## REQUIRED TASK
Pull out every line in the items below that contains the word "white", copying each one in full.
● ● ● ● ● ● ●
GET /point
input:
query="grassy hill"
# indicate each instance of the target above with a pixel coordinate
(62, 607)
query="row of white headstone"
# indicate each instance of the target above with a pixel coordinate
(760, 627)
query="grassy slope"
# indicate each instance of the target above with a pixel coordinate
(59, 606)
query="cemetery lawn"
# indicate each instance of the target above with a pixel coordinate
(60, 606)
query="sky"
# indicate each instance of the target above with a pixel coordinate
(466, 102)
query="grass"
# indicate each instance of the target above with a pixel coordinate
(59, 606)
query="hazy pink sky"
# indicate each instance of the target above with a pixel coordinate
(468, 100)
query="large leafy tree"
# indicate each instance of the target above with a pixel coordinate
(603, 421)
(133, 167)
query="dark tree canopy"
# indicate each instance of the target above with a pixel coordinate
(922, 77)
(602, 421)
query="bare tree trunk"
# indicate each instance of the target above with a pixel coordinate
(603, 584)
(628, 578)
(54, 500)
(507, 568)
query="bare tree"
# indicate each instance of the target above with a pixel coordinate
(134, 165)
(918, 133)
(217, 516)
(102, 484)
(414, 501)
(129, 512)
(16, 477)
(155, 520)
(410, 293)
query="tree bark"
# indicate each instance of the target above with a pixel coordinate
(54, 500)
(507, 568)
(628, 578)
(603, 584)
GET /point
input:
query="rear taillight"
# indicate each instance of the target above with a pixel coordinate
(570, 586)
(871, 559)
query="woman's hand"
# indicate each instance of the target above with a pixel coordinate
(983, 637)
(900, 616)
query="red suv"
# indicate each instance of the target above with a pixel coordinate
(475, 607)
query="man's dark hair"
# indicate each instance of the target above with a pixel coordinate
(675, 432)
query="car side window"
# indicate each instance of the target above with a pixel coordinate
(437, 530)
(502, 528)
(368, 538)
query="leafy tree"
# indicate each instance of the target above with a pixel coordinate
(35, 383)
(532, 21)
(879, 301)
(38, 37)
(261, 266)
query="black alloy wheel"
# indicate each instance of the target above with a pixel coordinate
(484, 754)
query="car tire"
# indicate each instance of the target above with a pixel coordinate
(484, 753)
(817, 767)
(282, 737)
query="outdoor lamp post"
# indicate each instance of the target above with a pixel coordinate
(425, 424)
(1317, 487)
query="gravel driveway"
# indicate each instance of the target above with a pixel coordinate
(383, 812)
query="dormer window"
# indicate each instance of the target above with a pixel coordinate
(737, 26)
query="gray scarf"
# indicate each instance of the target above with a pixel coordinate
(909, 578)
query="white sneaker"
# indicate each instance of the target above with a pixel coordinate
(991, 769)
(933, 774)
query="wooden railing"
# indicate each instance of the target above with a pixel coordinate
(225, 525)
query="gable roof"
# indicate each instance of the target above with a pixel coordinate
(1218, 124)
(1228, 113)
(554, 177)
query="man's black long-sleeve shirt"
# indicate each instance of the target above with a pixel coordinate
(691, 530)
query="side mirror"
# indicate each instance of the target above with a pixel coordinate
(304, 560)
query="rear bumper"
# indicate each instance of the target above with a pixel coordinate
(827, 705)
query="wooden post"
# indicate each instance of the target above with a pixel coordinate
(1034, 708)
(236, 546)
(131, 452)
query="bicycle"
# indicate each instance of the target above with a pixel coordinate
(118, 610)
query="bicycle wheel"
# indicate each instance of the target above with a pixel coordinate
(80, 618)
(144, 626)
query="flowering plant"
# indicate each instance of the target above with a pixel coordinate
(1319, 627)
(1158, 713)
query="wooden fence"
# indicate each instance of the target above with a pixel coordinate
● ● ● ● ● ● ●
## EXERCISE SOLUTION
query="row of white headstone"
query="white sneaker"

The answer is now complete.